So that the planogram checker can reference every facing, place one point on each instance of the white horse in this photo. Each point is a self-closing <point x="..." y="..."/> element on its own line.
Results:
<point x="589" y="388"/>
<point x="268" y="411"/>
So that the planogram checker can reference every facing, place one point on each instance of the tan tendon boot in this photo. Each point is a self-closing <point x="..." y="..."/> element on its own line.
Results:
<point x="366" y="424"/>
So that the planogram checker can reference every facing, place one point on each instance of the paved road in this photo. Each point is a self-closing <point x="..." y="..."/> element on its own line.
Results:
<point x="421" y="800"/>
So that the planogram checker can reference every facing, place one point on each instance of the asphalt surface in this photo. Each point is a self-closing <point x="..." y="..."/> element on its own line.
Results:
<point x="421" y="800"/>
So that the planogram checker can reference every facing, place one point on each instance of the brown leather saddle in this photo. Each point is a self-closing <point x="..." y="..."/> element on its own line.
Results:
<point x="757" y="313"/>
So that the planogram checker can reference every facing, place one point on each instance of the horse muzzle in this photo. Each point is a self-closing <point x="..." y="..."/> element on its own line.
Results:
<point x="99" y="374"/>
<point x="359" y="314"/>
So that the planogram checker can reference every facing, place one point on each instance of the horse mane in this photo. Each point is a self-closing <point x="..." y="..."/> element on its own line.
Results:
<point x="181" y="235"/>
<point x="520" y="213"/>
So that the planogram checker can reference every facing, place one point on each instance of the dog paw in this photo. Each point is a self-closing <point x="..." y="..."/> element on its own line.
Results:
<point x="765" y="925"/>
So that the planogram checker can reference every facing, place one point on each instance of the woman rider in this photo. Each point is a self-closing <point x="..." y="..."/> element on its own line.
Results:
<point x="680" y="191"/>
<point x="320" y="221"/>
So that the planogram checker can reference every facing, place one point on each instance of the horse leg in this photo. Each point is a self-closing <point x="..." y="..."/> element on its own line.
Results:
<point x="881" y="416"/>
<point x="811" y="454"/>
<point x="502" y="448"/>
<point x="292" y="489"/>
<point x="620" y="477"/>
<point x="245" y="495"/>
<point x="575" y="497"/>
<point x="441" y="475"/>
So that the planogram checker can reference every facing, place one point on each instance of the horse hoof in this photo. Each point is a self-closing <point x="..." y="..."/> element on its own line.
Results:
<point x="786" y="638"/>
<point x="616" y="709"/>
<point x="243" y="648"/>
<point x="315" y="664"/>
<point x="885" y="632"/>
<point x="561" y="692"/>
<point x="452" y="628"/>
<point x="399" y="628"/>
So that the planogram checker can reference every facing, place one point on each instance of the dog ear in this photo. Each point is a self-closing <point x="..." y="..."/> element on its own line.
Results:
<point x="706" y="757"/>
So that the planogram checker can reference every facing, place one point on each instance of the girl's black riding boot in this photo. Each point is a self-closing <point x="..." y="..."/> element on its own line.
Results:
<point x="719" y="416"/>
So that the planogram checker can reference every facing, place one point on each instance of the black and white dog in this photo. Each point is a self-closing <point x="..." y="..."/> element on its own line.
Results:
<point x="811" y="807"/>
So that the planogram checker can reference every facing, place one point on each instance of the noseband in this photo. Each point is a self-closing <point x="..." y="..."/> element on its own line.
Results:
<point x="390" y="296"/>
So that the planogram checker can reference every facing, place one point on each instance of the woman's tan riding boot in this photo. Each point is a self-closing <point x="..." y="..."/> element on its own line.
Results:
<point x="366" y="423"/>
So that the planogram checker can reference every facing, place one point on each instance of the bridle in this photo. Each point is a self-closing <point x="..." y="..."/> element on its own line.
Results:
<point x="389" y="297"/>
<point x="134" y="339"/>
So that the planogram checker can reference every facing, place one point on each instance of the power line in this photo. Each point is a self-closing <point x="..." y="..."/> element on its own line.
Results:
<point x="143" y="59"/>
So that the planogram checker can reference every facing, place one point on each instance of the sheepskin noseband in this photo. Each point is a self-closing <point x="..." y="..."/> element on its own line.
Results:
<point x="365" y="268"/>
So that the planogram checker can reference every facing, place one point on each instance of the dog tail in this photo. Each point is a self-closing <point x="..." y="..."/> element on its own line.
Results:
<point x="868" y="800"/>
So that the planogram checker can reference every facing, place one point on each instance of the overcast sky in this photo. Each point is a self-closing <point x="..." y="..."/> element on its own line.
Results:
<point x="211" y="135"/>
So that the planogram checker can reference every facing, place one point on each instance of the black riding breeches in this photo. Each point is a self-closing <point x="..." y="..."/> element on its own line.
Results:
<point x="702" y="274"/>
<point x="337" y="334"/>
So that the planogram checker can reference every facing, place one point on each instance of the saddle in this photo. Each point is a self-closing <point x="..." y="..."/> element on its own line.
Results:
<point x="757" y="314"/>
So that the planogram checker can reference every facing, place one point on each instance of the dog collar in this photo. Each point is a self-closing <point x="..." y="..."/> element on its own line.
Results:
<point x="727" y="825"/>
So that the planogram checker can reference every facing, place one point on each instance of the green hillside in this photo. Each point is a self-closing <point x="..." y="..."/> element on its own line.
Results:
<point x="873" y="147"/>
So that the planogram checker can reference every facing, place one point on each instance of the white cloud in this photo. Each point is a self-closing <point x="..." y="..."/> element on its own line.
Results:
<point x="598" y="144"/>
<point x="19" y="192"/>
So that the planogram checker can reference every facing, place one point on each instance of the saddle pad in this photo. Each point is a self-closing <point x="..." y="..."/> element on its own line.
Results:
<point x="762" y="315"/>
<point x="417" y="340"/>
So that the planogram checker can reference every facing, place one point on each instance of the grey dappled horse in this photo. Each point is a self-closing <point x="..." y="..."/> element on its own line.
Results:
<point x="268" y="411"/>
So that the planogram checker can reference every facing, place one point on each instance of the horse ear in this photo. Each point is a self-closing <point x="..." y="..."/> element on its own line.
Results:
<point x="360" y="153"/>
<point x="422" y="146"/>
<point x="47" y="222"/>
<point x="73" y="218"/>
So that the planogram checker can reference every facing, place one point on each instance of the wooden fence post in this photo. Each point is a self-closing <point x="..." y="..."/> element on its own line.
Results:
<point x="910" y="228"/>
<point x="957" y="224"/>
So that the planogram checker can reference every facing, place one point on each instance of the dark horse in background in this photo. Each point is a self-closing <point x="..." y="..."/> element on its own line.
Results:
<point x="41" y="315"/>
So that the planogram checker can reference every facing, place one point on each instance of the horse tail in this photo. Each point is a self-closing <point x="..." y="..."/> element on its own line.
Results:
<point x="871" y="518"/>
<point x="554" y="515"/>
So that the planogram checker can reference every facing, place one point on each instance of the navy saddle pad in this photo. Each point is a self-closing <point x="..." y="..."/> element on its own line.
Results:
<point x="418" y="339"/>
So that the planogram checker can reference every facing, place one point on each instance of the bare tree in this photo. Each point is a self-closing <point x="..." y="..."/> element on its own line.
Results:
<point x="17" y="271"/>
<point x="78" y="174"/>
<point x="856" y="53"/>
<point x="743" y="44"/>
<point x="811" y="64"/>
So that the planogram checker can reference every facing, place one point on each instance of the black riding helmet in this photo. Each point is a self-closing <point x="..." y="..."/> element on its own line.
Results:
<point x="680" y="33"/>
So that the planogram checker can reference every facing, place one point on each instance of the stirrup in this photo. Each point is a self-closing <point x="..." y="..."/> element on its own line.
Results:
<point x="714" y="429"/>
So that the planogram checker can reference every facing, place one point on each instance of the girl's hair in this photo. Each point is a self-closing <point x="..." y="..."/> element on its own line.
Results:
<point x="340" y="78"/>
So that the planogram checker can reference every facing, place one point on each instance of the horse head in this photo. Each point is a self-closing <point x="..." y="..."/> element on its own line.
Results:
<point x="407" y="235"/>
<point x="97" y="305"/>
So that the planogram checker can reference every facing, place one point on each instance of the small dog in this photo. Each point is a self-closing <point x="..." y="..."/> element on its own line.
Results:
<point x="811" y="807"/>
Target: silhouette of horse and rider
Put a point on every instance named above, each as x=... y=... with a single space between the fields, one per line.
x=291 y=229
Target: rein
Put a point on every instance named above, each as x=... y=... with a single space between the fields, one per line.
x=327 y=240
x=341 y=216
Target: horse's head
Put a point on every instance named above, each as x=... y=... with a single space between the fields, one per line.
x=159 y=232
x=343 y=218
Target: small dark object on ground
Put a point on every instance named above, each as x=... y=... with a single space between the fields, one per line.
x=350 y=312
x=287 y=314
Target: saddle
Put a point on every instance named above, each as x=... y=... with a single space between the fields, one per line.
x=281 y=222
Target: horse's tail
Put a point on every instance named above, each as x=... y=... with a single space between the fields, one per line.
□ □ □
■ **What the task requires**:
Find the word "white" in the entries above. Copy every line that has it.

■ **Answer to this task**:
So that the planogram checker can reference every facing, place one point on each instance of the white horse in this photo. Each point is a self-closing <point x="..." y="..."/> element on its own line.
So that the planogram checker can reference every facing, place one point on each instance of the black and white dog in this photo. Each point is a self-closing <point x="..." y="..."/> element on its own line.
So that the planogram checker can reference every facing, place one point on each instance of the white cloud in this photo. Each point is a self-closing <point x="..." y="..."/> element on its own line.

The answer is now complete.